### [WHAT IS BEING ASKED]
Render every line of the records below as a numbered list, omitting any blank lines.

+++ SUPPLIED MATERIAL

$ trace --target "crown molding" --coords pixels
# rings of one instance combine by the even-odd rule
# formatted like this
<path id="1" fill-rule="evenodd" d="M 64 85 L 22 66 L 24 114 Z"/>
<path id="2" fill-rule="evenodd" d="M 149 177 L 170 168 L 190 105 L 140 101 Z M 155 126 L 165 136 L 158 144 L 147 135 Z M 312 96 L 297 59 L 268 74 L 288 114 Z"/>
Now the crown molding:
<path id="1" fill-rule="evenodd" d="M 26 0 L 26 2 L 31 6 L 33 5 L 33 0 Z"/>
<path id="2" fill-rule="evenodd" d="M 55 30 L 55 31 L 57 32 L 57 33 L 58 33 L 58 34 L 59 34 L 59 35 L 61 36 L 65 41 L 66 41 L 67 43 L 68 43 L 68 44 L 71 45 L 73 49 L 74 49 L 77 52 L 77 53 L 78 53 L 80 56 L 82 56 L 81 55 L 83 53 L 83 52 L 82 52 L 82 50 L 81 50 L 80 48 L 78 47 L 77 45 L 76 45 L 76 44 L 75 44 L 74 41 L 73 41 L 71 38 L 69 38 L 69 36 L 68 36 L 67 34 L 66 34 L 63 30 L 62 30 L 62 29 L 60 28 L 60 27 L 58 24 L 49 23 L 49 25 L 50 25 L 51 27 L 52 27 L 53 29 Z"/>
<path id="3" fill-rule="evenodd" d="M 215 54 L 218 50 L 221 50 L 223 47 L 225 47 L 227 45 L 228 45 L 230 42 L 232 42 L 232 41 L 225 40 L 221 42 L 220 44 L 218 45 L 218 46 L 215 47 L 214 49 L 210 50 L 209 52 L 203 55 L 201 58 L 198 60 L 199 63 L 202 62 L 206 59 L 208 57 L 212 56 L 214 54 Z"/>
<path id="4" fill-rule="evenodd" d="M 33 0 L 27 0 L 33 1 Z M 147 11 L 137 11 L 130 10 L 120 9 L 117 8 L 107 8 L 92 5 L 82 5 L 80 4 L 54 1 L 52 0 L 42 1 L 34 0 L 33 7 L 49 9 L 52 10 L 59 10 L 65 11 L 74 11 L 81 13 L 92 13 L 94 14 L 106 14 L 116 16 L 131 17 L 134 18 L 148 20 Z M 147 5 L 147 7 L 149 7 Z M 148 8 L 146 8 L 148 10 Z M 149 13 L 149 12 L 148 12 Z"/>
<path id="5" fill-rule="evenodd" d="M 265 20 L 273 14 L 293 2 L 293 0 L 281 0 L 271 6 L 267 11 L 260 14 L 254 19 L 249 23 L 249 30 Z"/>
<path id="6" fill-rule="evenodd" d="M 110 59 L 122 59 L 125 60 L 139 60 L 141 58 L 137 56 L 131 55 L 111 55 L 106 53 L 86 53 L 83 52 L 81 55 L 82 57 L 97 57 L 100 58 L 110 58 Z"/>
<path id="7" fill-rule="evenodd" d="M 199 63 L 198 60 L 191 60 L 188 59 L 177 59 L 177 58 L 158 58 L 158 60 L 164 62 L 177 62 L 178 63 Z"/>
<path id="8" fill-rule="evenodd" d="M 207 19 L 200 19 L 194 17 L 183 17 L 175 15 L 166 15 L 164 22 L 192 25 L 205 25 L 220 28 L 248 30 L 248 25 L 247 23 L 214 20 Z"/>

++++++

### [THE COMPLETED TASK]
1. $ trace --target "crown molding" --coords pixels
2. # rings of one instance combine by the even-odd rule
3. # formatted like this
4. <path id="1" fill-rule="evenodd" d="M 64 85 L 22 66 L 24 114 Z"/>
5. <path id="2" fill-rule="evenodd" d="M 149 177 L 170 168 L 190 105 L 140 101 Z M 155 126 L 165 136 L 158 144 L 147 135 Z M 312 96 L 297 59 L 268 74 L 288 114 Z"/>
6. Now the crown molding:
7. <path id="1" fill-rule="evenodd" d="M 26 0 L 26 2 L 31 6 L 33 5 L 33 0 Z"/>
8. <path id="2" fill-rule="evenodd" d="M 55 30 L 55 31 L 57 32 L 57 33 L 58 33 L 58 34 L 59 34 L 59 35 L 61 36 L 65 41 L 66 41 L 67 43 L 68 43 L 68 44 L 71 45 L 73 49 L 74 49 L 77 52 L 77 53 L 78 53 L 80 56 L 82 56 L 81 55 L 83 53 L 83 52 L 82 52 L 82 50 L 81 50 L 80 48 L 78 47 L 77 45 L 76 45 L 76 44 L 75 44 L 74 41 L 73 41 L 71 38 L 69 38 L 69 36 L 68 36 L 67 34 L 66 34 L 63 30 L 62 30 L 62 29 L 60 28 L 60 27 L 58 24 L 49 23 L 49 25 L 50 25 L 51 27 L 52 27 L 53 29 Z"/>
9. <path id="3" fill-rule="evenodd" d="M 215 54 L 218 50 L 221 50 L 223 47 L 225 47 L 227 45 L 228 45 L 230 42 L 232 42 L 232 41 L 225 40 L 221 42 L 220 44 L 218 45 L 218 46 L 215 47 L 214 49 L 210 50 L 209 52 L 203 55 L 201 58 L 198 60 L 199 63 L 202 62 L 206 59 L 208 57 L 212 56 L 214 54 Z"/>
10. <path id="4" fill-rule="evenodd" d="M 33 0 L 27 0 L 33 1 Z M 147 11 L 137 11 L 130 10 L 120 9 L 117 8 L 107 8 L 92 5 L 82 5 L 80 4 L 54 1 L 52 0 L 42 1 L 34 0 L 33 7 L 49 9 L 52 10 L 59 10 L 65 11 L 74 11 L 81 13 L 92 13 L 94 14 L 106 14 L 116 16 L 131 17 L 134 18 L 148 20 Z M 147 5 L 147 7 L 149 7 Z M 148 8 L 146 8 L 148 10 Z M 149 13 L 149 12 L 148 12 Z"/>
11. <path id="5" fill-rule="evenodd" d="M 265 20 L 273 14 L 293 2 L 293 0 L 281 0 L 271 6 L 267 11 L 260 14 L 254 19 L 249 23 L 249 30 Z"/>
12. <path id="6" fill-rule="evenodd" d="M 110 59 L 122 59 L 125 60 L 139 60 L 141 58 L 137 56 L 131 55 L 111 55 L 106 53 L 86 53 L 83 52 L 81 55 L 82 57 L 97 57 L 100 58 L 110 58 Z"/>
13. <path id="7" fill-rule="evenodd" d="M 199 63 L 198 60 L 191 60 L 188 59 L 177 59 L 177 58 L 158 58 L 158 60 L 164 62 L 177 62 L 178 63 Z"/>
14. <path id="8" fill-rule="evenodd" d="M 207 19 L 200 19 L 194 17 L 183 17 L 175 15 L 166 15 L 164 22 L 192 25 L 205 25 L 220 28 L 248 30 L 248 25 L 247 23 L 214 20 Z"/>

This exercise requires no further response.